# COLD SMOKED CHEESE "THIRD TIME"



## Hawging It (Jan 17, 2019)

Well, I am at it again. Found some different types to smoke. Will get is on in a little while. I will post the end result late today.


----------



## Jeff Wright (Jan 17, 2019)

Addiction is real!

Enjoy.


----------



## Winterrider (Jan 17, 2019)

Wow, you have a good variety there.
Got a batch in as we speak. PID set @ 40° tray half filled with apple dust . Didn't have anything else ready to go. Cold temps got me locked up a bit so meat prep has been tough to get figured out with highs next few days in the -5° range.


----------



## xray (Jan 17, 2019)

Very nice selection!!! You’ll have a nice sampler platter in no time. 

 If you smoke enough cheese you’ll be able to put some away for long term storage.

The horseradish and Muenster are two of my favorites.


----------



## Hawging It (Jan 17, 2019)

Winterrider said:


> Wow, you have a good variety there.
> Got a batch in as we speak. PID set @ 40° tray half filled with apple dust . Didn't have anything else ready to go. Cold temps got me locked up a bit so meat prep has been tough to get figured out with highs next few days in the -5° range.
> View attachment 385713


Looking good!! Stay warm. Currently 55 and cloudy with a mist of rain from time to time.


----------



## Hawging It (Jan 17, 2019)

xray said:


> Very nice selection!!! You’ll have a nice sampler platter in no time.
> 
> If you smoke enough cheese you’ll be able to put some away for long term storage.
> 
> The horseradish and Muenster are two of my favorites.


Awesome. That's the plan to put several blocks away long term.


----------



## smokin peachey (Jan 17, 2019)

Looks like a nice selection Hawg. Keep it up the dairy farmers need all the help they can get right now.
Are you planning #4 yet?


----------



## Hawging It (Jan 17, 2019)

smokin peachey said:


> Looks like a nice selection Hawg. Keep it up the dairy farmers need all the help they can get right now.
> Are you planning #4 yet?


Prolly next week. I'm ready to throw on some HAWG this weekend. Been on the Saint Louis ribs for a few years now and stopped smoking Baby Backs. May throw on a couple of BB racks on this weekend and see if the Bayou Classic smokes them as well as she does the Saint Louis ribs.


----------



## HalfSmoked (Jan 17, 2019)

Hawg any reason you are laying your cheese down flat instead of on its edge??

Warren


----------



## Hawging It (Jan 17, 2019)

HalfSmoked said:


> Hawg any reason you are laying your cheese down flat instead of on its edge??
> 
> Warren


Didn't know I should. All that I have seen online are laying flat.


----------



## HalfSmoked (Jan 17, 2019)

On edge gives more area to smoke easier.

Warren


----------



## HalfSmoked (Jan 17, 2019)

Flatbroke Thanks for the like.

Warren


----------



## Hawging It (Jan 17, 2019)

HalfSmoked said:


> On edge gives more area to smoke easier.
> MO BETTA!

PARTS OF THE EXERCISE:
- a) Translate this sentence from the cold smoked cheese thread into Spanish: "On edge gives more area to smoke easier."
- b) In the cold smoked cheese thread, which two cheeses does xray name as favorites?
- c) Continue the cold smoked cheese thread from the point where it stops.

MATERIAL SHOWN:
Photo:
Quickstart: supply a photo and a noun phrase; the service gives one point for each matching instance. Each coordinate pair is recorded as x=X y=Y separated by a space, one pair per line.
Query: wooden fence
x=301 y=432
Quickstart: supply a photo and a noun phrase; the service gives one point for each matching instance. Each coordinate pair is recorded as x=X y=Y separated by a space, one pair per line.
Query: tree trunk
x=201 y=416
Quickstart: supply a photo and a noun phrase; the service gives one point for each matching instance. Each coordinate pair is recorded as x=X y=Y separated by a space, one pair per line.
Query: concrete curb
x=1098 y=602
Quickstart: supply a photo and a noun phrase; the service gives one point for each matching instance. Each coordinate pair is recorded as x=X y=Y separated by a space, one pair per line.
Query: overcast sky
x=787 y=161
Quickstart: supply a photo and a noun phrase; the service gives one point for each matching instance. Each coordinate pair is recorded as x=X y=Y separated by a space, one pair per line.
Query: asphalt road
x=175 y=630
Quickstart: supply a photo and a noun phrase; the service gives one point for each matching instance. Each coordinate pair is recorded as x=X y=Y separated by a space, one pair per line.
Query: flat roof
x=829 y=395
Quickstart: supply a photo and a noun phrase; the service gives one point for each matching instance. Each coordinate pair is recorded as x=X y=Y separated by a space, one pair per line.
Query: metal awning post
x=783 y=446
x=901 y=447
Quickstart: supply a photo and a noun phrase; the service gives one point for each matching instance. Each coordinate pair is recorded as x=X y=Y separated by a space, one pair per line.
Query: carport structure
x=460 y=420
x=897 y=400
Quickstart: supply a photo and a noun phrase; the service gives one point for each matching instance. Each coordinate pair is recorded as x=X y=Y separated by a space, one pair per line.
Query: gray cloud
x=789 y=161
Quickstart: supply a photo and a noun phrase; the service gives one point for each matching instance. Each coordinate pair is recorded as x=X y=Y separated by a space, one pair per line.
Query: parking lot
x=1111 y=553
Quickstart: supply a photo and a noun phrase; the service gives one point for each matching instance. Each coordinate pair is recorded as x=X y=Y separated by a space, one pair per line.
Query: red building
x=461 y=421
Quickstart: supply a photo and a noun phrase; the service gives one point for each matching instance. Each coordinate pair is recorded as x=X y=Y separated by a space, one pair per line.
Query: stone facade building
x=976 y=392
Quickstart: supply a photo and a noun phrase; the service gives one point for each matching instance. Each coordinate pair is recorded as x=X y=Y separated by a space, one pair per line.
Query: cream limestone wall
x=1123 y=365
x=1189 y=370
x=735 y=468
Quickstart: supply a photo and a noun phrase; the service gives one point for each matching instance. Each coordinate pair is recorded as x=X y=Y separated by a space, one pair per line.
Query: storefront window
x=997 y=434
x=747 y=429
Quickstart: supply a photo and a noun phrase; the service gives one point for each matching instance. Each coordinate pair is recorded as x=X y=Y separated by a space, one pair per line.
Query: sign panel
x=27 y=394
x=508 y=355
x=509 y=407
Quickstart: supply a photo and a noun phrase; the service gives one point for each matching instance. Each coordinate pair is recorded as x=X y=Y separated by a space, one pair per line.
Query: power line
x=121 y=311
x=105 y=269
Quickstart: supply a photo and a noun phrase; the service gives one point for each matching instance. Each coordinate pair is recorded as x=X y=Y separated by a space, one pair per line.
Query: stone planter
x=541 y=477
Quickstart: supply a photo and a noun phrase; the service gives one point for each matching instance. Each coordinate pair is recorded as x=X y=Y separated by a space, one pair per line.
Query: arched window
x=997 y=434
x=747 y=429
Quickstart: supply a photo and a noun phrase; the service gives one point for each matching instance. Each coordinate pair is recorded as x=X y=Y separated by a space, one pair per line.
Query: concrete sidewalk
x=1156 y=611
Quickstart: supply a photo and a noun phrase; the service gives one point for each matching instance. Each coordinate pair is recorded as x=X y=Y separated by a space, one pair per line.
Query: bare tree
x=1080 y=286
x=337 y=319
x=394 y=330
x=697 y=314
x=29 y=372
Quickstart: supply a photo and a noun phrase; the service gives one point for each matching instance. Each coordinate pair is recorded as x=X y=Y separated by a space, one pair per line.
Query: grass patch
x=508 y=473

ANSWERS BELOW:
- a) De canto ofrece más superficie para ahumar con más facilidad.

- b) Horseradish and Muenster.

- c)
> Warren


----------



## HalfSmoked (Jan 17, 2019)

yup now your getting there we will make a cheese smoker out of you yet.  

Warren


----------



## Hawging It (Jan 17, 2019)

HalfSmoked said:


> yup now your getting there we will make a cheese smoker out of you yet.
> 
> Warren


No doubt!!


----------



## HowlingDog (Jan 17, 2019)

Yum, looks great.  Smoked cheddar is great.  I've been told smoked swiss is really good.  Gotta try that next!


----------



## crazymoon (Jan 17, 2019)

HI, I think you will really like the smoked horseradish ,it is one of my favorites.


----------



## Norwester55 (Jan 17, 2019)

I've been looking for Cabots Horseradish but nobody carries it here. I finally found a store today thats 20-25 miles away, so I might run over there one of these days to get some. Bacon cheddar sounds good! Two of the major food groups right there. ;)


----------



## Hawging It (Jan 17, 2019)

Norwester55 said:


> I've been looking for Cabots Horseradish but nobody carries it here. I finally found a store today thats 20-25 miles away, so I might run over there one of these days to get some. Bacon cheddar sounds good! Two of the major food groups right there. ;)


Absolutely!


----------



## Hawging It (Jan 17, 2019)

crazymoon said:


> HI, I think you will really like the smoked horseradish ,it is one of my favorites.


I like horseradish so in cheese it should be good.


----------



## Hawging It (Jan 17, 2019)

HowlingDog said:


> Yum, looks great.  Smoked cheddar is great.  I've been told smoked swiss is really good.  Gotta try that next!


Don't be scared! Go for it!!LOL!


----------



## HalfSmoked (Jan 18, 2019)

Guys thanks to all of you for the likes they are greatly appreciated.

Warren


----------



## bbqbrett (Jan 18, 2019)

HowlingDog said:


> Yum, looks great.  Smoked cheddar is great.  I've been told smoked swiss is really good.  Gotta try that next!



Smoked Swiss is really good.  Just busted some open Monday night.  My last brick of it going to have to smoke some more.


----------



## Hawging It (Jan 18, 2019)

bbqbrett said:


> Smoked Swiss is really good.  Just busted some open Monday night.  My last brick of it going to have to smoke some more.


Smoke a bunch!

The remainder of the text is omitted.